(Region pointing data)
=======

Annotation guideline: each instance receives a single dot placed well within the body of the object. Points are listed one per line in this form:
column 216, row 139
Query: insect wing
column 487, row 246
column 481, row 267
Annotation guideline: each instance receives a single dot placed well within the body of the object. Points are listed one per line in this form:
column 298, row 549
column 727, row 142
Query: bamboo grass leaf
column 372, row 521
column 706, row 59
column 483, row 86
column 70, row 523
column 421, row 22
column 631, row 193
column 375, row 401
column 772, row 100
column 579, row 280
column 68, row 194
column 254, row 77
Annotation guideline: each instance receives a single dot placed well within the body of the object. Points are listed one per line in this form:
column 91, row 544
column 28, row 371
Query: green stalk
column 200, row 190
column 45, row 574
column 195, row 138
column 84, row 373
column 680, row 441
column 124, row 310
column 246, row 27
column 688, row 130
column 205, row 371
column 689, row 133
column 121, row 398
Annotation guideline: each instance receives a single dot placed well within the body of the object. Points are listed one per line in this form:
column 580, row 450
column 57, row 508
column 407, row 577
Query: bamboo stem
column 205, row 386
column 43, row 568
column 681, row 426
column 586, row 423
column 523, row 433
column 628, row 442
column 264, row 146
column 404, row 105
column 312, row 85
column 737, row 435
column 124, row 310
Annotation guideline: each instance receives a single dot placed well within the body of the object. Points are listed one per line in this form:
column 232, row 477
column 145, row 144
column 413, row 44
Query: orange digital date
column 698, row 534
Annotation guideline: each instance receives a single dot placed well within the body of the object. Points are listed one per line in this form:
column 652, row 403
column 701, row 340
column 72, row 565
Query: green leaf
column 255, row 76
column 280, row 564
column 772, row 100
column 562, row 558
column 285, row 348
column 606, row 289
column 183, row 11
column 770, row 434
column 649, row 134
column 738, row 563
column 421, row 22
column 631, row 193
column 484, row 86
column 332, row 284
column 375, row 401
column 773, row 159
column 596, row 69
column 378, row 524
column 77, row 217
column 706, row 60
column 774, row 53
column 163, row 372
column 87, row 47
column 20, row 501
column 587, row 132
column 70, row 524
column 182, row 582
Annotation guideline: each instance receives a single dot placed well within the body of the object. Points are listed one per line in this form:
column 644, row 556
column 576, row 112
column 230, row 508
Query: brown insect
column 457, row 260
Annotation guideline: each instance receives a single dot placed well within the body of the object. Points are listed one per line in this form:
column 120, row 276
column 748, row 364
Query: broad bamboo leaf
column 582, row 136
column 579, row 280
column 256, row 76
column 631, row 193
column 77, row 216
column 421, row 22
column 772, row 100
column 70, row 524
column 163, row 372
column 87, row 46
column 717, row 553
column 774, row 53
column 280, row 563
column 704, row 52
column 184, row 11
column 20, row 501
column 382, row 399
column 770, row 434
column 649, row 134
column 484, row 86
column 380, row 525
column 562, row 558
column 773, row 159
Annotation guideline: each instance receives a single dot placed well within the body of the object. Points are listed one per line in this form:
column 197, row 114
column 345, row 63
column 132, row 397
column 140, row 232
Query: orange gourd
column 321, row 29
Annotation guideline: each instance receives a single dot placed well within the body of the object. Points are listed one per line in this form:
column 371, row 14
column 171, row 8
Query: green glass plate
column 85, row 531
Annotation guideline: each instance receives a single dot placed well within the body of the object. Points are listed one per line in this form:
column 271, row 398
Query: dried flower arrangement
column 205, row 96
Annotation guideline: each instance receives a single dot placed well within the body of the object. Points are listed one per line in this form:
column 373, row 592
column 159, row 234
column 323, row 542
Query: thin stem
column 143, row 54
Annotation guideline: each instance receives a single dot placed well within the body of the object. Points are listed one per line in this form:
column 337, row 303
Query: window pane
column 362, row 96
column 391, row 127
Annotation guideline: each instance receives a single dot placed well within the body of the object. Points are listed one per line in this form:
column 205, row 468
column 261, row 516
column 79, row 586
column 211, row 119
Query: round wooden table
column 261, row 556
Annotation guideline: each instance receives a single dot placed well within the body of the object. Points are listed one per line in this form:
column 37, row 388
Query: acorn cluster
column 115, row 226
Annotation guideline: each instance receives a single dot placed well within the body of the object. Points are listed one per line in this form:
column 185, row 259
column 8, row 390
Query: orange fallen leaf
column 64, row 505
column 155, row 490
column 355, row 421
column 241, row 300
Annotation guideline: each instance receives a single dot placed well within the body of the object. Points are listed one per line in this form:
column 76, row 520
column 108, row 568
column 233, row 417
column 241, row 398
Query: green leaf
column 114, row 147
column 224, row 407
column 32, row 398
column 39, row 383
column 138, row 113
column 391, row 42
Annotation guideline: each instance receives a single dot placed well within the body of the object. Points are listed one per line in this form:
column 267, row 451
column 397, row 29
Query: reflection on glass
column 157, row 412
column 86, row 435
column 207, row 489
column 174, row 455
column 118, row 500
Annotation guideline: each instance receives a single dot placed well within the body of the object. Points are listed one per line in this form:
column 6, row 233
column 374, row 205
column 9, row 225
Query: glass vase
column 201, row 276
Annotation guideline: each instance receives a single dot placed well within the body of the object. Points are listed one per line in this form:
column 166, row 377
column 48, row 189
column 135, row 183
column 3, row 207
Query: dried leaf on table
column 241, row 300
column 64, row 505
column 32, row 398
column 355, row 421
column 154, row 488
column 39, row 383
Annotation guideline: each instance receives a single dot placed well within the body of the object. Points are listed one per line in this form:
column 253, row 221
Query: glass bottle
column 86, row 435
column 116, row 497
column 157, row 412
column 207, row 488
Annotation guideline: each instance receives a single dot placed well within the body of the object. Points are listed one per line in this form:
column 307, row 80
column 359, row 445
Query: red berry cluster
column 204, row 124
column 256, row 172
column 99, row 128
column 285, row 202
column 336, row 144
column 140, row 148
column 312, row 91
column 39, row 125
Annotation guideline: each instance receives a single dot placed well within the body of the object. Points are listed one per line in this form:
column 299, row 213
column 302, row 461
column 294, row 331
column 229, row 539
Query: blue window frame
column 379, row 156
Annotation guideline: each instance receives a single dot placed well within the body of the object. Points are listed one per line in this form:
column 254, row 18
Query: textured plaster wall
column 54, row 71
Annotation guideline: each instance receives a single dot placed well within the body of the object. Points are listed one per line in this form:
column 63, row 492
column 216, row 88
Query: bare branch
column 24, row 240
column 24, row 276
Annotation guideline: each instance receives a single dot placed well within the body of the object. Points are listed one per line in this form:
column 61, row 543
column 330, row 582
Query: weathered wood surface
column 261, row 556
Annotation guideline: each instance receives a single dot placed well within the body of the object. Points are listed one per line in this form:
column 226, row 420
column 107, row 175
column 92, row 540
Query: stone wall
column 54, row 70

=======

REQUIREMENT -
Please copy only these lines, exactly: the first line of the records through the line containing "column 727, row 142", ends included.

RESPONSE -
Annotation guideline: each instance receives a single dot placed well within the body of the object. Points are listed one per line in this form:
column 216, row 139
Query: insect wing
column 487, row 246
column 481, row 267
Annotation guideline: each instance receives a single dot placed well within the body of the object. Points are listed one per line in this form:
column 298, row 549
column 727, row 142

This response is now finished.